*OBJECTIVE A*:
In the passage on Somali Current solutions, what happens to the strong coastal current driven by southern hemisphere easterlies when the western boundary is slanted?
*OBJECTIVE B*:
Count the lines of the listing that contain the word "nose" and give only that number.
##### EXTRACT #####
Solutions forced by southern hemisphere easterlies develop a strong coastal current south of the equator. When the western boundary is slanted, this current bends offshore at the equator and meanders back into the ocean interior. No cold wedge forms on the Somali Coast. These solutions suggest that the southern hemisphere trades are not an important forcing mechanism of the Somali Current circulation.

Solutions forced by northward alongshore winds differ considerably depending on the orientation of the western boundary and the horizontal structure of the wind. When the boundary is meridional and the wind is uniform (a curl-free wind field), solutions continuously shed eddies which propagate northward along the coast and weaken. When the boundary is meridional and the wind weakens offshore, they reach a completely steady, eddy-free state with no coastal upwelling. If the boundary is slanted and the wind does not vary alongshore, solutions reach a steady state that now contains stationary gyres and cold wedges. If the boundary is slanted and the forcing is a strong wind patch confined north of the equator, the flow field slowly vacillates between single-gyre and double-gyre states.
##### EXERCISE MATERIALS #####
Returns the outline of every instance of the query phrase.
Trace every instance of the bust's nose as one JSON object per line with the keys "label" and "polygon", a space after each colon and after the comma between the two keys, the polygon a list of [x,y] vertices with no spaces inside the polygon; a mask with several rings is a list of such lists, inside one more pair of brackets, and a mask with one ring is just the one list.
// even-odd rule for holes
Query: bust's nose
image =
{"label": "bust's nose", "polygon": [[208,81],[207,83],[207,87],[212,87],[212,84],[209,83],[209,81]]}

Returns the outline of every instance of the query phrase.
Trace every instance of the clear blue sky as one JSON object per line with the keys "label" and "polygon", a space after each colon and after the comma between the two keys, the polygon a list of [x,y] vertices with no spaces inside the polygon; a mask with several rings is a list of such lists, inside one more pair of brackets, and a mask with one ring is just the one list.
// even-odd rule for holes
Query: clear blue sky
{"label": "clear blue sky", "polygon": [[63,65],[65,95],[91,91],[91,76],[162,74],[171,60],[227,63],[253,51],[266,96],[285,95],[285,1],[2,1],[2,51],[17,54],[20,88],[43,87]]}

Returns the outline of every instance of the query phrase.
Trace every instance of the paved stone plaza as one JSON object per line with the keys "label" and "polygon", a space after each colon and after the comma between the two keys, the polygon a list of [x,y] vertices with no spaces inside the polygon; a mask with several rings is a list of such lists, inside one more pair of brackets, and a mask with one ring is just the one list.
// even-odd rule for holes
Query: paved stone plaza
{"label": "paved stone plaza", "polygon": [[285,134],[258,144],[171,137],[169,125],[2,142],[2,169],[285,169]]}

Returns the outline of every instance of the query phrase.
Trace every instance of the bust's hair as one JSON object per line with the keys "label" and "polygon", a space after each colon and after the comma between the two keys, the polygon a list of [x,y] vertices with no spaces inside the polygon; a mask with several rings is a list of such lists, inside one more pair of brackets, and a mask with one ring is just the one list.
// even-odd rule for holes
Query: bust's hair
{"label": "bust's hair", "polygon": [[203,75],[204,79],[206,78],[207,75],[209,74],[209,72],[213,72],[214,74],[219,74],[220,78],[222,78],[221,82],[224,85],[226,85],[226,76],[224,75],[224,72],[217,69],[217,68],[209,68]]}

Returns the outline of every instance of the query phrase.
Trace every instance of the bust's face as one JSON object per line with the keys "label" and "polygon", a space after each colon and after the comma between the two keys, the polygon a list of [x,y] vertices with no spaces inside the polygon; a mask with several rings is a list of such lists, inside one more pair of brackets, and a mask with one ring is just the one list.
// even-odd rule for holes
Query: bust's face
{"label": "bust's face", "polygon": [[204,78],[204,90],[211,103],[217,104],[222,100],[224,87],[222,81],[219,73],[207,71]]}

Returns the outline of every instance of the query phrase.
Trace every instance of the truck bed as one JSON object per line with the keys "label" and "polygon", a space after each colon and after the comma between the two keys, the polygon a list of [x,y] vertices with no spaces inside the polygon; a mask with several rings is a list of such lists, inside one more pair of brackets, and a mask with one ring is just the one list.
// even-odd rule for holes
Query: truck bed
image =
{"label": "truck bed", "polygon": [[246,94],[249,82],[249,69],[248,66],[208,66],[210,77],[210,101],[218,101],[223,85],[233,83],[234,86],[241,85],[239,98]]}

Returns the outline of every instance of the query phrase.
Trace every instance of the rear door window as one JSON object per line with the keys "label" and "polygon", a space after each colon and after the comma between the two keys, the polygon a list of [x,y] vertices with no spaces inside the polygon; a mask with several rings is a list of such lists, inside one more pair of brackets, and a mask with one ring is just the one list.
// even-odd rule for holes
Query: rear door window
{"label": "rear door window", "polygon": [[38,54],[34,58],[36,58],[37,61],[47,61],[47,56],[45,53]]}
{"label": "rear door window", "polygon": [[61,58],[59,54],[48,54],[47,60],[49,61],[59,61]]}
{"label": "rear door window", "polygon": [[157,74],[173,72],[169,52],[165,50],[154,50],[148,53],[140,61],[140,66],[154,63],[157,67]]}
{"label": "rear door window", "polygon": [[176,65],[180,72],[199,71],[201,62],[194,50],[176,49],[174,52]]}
#####
*EXPECTED OUTPUT A*:
It bends offshore at the equator and meanders back into the ocean interior.

*EXPECTED OUTPUT B*:
3